***** AVAILABLE DATA *****

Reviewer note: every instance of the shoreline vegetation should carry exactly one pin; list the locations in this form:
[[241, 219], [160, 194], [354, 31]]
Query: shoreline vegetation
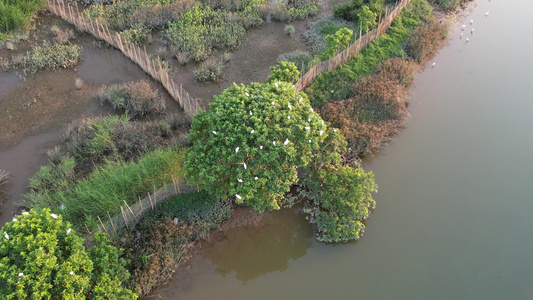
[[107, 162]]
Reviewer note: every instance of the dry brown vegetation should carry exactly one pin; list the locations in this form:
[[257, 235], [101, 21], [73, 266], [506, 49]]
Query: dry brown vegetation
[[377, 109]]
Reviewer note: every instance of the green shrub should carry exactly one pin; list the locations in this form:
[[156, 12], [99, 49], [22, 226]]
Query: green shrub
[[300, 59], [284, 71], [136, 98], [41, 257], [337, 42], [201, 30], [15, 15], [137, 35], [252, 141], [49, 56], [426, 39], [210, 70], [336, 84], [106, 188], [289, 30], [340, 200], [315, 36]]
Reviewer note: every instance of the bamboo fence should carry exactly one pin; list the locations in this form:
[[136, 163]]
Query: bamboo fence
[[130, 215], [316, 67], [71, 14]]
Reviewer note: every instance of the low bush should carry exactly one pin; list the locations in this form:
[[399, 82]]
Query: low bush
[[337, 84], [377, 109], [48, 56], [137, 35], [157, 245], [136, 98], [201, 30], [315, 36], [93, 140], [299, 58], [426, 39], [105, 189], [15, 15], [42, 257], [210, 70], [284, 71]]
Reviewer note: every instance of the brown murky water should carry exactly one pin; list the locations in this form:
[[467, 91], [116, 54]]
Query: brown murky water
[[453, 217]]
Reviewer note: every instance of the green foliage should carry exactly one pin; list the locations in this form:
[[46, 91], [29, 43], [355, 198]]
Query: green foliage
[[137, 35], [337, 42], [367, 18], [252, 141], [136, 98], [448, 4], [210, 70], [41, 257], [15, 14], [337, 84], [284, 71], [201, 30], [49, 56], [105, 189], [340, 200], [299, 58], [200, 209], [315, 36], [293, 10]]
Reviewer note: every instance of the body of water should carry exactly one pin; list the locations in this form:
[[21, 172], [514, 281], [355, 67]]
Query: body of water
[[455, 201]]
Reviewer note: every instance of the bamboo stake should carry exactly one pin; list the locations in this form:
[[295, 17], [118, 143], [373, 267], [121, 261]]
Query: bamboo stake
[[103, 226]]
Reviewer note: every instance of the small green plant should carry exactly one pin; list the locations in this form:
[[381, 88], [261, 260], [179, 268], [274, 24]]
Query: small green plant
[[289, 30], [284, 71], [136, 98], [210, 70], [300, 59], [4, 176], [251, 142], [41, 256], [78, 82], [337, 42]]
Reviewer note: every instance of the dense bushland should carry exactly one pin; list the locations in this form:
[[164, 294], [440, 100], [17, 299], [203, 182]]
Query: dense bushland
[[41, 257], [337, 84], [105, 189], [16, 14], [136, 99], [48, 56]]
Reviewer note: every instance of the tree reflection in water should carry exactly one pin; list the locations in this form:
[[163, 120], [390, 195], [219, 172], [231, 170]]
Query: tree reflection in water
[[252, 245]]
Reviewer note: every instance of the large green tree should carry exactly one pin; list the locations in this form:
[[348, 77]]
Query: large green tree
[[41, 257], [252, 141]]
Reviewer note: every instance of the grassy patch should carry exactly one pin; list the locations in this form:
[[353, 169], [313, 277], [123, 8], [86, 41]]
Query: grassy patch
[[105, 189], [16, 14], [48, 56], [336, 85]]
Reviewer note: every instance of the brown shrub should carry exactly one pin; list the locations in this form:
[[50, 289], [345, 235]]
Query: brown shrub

*****
***** AVAILABLE DATA *****

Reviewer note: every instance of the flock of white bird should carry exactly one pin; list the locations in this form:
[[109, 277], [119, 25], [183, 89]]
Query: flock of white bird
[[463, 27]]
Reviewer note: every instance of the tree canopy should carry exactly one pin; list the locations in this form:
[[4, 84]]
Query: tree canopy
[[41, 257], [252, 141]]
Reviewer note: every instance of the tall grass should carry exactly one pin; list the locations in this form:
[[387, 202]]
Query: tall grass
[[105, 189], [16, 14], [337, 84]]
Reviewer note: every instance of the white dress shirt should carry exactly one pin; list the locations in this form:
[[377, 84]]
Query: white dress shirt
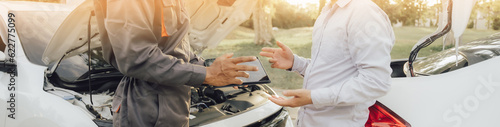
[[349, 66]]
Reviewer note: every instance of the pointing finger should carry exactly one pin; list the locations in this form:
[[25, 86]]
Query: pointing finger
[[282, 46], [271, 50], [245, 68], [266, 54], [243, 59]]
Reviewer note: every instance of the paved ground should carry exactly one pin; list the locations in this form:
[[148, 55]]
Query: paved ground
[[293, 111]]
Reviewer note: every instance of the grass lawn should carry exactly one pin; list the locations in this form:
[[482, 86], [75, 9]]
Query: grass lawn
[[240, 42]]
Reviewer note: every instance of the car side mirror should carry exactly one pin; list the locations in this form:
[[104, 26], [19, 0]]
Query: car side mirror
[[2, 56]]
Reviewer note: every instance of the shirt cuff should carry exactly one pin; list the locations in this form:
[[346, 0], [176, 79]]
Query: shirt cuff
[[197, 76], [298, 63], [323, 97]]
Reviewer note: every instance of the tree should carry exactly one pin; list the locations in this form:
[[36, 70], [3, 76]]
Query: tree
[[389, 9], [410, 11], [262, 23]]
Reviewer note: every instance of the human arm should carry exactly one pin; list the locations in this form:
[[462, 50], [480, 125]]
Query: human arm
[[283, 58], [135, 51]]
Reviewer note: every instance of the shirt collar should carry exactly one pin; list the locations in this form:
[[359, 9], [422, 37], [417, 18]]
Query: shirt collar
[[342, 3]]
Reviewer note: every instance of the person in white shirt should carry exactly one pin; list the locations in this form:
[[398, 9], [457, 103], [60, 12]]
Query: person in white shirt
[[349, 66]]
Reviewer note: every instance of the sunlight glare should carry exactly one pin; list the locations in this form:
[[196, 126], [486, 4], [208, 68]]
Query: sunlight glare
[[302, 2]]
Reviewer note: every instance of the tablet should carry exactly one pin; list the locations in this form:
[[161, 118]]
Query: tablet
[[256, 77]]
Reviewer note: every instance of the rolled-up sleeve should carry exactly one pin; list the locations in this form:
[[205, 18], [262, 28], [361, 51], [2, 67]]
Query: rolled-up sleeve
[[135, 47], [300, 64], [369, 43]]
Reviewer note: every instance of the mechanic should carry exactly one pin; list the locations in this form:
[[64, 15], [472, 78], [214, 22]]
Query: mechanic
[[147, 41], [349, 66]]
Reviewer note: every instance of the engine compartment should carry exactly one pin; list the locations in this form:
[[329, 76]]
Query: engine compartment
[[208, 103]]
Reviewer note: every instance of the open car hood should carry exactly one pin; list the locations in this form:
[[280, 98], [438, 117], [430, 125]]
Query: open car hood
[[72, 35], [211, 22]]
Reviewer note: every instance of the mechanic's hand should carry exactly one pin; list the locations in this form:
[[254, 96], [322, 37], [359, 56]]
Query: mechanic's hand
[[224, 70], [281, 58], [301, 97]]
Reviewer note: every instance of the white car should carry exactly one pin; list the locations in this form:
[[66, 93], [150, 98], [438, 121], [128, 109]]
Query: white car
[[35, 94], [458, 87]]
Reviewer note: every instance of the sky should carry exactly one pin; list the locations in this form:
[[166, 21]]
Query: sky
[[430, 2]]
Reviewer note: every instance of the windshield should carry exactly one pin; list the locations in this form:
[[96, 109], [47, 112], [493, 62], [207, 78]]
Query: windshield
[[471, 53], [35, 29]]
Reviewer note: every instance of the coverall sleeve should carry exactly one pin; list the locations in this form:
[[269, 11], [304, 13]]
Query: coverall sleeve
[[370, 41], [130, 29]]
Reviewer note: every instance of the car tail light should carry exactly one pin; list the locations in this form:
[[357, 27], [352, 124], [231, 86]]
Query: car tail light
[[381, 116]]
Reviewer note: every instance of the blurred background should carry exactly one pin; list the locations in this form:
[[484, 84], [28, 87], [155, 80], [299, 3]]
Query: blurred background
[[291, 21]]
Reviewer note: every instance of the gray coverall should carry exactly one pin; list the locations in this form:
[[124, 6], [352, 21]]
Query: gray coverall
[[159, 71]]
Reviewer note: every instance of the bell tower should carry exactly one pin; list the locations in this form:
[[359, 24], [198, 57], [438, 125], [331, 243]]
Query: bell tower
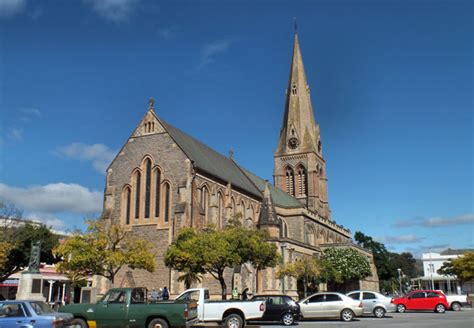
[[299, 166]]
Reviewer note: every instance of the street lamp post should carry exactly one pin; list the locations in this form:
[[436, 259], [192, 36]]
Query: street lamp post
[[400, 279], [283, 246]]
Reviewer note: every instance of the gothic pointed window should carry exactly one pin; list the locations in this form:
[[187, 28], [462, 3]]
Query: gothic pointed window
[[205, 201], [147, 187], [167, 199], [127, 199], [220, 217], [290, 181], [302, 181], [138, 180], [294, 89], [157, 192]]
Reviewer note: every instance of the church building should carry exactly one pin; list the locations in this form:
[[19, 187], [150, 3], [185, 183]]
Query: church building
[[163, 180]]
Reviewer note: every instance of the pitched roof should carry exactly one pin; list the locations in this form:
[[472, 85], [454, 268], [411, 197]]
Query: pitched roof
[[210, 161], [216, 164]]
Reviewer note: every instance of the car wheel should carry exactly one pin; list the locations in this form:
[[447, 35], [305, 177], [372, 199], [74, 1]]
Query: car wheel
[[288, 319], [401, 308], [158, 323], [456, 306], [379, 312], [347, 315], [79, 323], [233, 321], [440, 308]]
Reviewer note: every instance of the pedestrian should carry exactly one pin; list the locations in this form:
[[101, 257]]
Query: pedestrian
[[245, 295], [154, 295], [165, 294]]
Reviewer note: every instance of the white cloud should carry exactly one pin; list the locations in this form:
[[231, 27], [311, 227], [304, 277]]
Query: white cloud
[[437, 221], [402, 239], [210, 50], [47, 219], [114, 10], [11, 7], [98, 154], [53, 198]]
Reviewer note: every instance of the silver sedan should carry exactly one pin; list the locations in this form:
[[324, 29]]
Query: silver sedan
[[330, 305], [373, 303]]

*****
***** AVAILABLE DATA *****

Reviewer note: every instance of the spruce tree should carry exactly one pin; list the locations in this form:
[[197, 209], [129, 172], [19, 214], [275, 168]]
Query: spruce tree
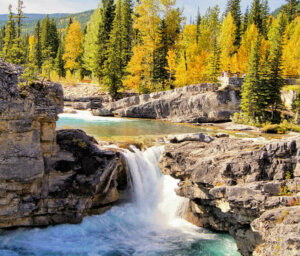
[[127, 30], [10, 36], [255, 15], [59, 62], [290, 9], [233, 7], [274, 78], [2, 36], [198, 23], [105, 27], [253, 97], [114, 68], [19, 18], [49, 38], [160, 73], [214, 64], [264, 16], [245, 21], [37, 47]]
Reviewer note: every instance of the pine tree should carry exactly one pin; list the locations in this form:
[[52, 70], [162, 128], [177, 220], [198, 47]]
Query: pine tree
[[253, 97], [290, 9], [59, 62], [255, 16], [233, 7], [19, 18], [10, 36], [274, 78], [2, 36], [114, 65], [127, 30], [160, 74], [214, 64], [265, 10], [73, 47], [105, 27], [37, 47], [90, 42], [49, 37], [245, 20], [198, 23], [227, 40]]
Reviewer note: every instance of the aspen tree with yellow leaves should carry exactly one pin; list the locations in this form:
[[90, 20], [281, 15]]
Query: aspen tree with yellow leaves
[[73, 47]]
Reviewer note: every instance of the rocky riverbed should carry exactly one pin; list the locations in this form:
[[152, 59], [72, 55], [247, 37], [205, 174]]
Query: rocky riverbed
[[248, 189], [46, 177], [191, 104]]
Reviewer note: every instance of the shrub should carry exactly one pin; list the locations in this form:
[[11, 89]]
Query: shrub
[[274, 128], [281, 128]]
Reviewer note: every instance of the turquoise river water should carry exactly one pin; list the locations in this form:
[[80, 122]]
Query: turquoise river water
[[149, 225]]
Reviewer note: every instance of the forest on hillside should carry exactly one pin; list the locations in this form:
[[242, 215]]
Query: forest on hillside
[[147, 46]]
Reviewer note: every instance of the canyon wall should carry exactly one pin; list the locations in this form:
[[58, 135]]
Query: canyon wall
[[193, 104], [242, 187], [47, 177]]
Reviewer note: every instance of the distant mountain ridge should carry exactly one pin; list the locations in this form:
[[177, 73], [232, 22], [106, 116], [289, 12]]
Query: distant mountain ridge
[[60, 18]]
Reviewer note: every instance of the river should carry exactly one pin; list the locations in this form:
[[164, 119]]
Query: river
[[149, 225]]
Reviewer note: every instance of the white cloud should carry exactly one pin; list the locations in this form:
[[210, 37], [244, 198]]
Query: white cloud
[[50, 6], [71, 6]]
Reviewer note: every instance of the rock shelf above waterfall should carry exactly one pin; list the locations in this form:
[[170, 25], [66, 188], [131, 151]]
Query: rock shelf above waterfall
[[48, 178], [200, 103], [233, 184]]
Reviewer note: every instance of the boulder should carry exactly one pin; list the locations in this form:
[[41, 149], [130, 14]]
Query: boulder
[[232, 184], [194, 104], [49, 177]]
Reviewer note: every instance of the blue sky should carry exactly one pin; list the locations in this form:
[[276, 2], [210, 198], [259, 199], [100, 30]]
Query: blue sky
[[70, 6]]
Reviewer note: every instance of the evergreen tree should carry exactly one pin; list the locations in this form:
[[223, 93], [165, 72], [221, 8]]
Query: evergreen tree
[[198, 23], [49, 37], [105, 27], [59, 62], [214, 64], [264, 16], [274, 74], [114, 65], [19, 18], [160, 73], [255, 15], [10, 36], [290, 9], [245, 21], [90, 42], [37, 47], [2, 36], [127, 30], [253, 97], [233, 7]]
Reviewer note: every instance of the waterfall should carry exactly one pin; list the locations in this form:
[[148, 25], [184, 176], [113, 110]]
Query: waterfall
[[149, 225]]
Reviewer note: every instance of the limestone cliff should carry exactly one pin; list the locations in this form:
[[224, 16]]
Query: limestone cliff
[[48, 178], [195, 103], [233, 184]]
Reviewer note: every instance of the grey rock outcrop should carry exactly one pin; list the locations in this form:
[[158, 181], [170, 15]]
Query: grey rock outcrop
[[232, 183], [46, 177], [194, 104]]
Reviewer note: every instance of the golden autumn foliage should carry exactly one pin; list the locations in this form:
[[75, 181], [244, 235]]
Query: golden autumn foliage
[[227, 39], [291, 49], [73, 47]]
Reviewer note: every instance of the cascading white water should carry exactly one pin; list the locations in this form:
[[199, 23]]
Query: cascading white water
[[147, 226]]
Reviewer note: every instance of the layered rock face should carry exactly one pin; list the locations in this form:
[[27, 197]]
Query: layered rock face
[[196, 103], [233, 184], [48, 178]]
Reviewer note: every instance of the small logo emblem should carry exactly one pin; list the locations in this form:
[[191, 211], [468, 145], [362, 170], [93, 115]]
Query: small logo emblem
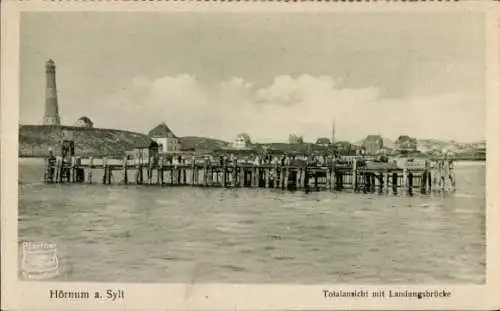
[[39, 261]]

*****

▸ YOUR GOAL:
Copy word for word the stretch of entries above from the line that has "Query: shirt collar" through the line that has "[[161, 118]]", both ends included, and nothing outside it.

▸ ANSWER TO THE PROBLEM:
Query: shirt collar
[[342, 3]]
Reviewer note: every instance of the person in white shirt should carry exactly one pin; list the locations in this form:
[[398, 9], [457, 103], [60, 12]]
Query: person in white shirt
[[349, 66]]
Reviewer note: every instance of the sunlight glare should carry exactly one pin; list the locations in this form:
[[196, 126], [486, 4], [208, 68]]
Query: sunlight glare
[[302, 2]]
Reviewer note: every instance of the tablet should carry exactly one pin; list the locations in this form:
[[161, 118]]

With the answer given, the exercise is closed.